What you have to do: Please retype the records below exactly as they appear, but leave out the pictures.

━━━ Data shown

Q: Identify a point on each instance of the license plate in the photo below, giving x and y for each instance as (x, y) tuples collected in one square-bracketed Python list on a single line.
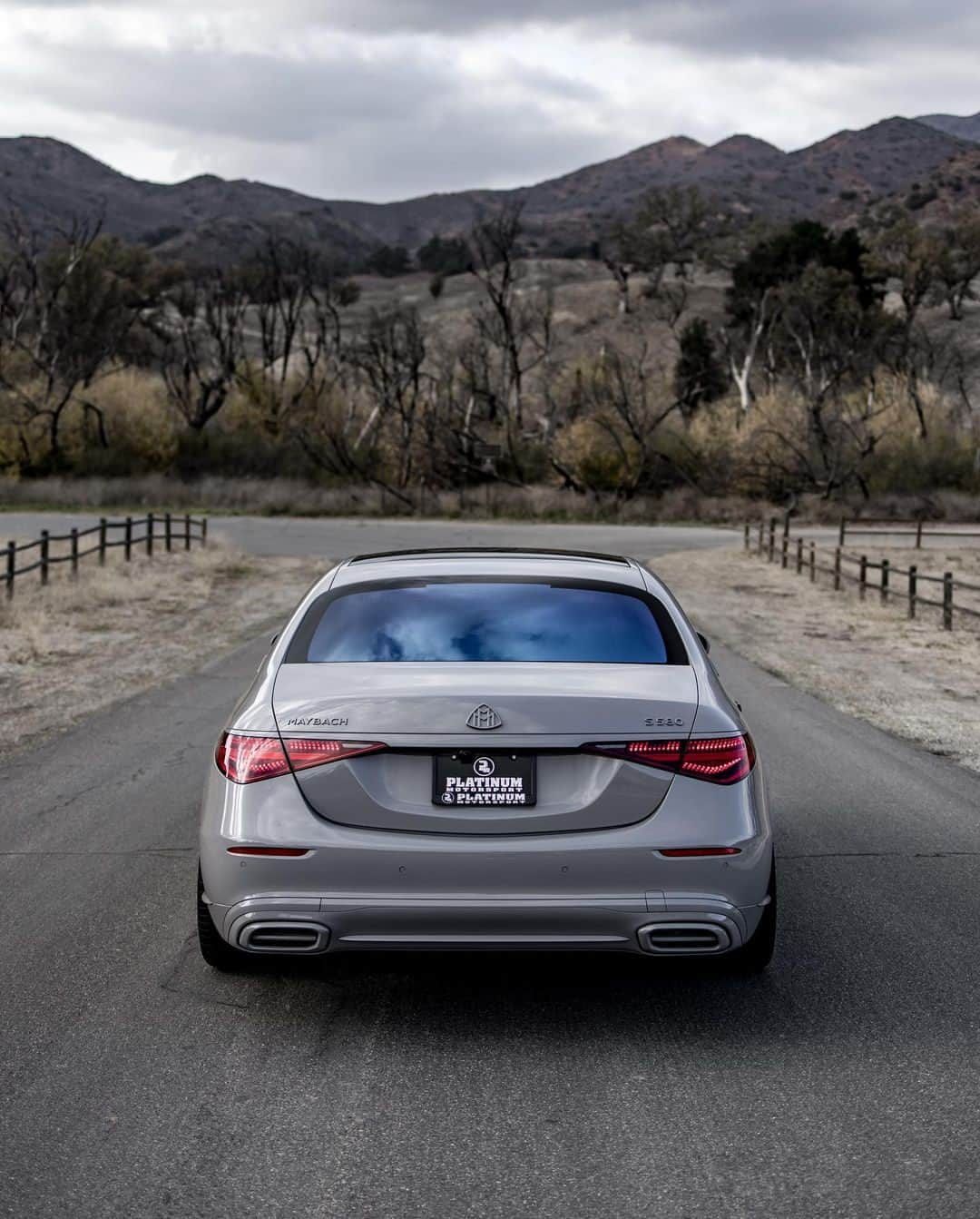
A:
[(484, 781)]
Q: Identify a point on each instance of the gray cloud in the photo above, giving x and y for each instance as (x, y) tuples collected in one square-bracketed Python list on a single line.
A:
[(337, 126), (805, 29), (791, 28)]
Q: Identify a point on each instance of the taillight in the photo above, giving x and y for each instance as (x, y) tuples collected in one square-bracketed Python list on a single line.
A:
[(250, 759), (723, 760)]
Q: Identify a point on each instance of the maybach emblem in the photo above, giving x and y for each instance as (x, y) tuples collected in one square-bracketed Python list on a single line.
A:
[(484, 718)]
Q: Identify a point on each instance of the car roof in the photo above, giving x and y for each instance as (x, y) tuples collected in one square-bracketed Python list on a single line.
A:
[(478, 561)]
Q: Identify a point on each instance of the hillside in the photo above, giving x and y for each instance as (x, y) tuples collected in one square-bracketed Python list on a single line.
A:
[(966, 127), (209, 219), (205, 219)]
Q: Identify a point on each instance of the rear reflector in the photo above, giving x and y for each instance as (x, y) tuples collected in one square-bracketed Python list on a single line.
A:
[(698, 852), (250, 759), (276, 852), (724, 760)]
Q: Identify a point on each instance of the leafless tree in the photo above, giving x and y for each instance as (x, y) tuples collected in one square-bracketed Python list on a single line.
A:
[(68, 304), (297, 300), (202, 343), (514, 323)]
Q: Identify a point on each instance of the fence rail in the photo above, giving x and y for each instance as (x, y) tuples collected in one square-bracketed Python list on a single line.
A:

━━━━━━

Reply to the exercise:
Q: Identify a point on each instance of the license plate in the photo below, giving x and y for each instance as (x, y) tuples collected in one square-bracketed Python list on a single line.
A:
[(484, 781)]
Q: Identify a point on each instance of the gray cloud in the photo above, giving x and y for each instance as (x, y) tuples collected in one square-bracketed Python list on a single line.
A:
[(337, 126), (805, 29), (791, 28)]
Q: Identify a point on each instance of the taillight in the photo above, giving x and y for each instance as (x, y) tuples collected in one square-bracketed Python list on a single line.
A:
[(250, 759), (723, 760)]
Q: Identify a point on each instance of the maybach emblem in the photo above, giving x and y for each instance as (x, y) tuples collected in one square-bracketed Python list on a single line.
A:
[(484, 718)]
Q: Identify a point on each instance of the car roof in the photo above, giving x and y for each instance as (x, y) tuples collected in one square-bracketed Python list on a single line.
A:
[(478, 561)]
Q: Identify a point on each instance of the hillside in the photo above, giving x and y for each instance as (x, y) tuples collected in one square-bracketed Python list on a single line.
A:
[(966, 127), (209, 219), (205, 219)]
Q: Identify a point on each instance of the rear reflector in the photo above, giving x and y for each instance as (x, y) tuples collected in one square-bracketed Python list on a single line.
A:
[(698, 852), (250, 759), (276, 852), (724, 760)]
Q: Identify a point on each instance of the leafless tree in the photo above, giving x and y for each instance as (x, y) tuples collected in one square-bracketed Python list on a single line.
A:
[(68, 304), (297, 300), (202, 343), (514, 323)]
Q: Identify a point on each instance of the fence rail in the photo above, giving x and y for each instance as (x, y) tuples collected in one square-bracketed Python list on a single line.
A:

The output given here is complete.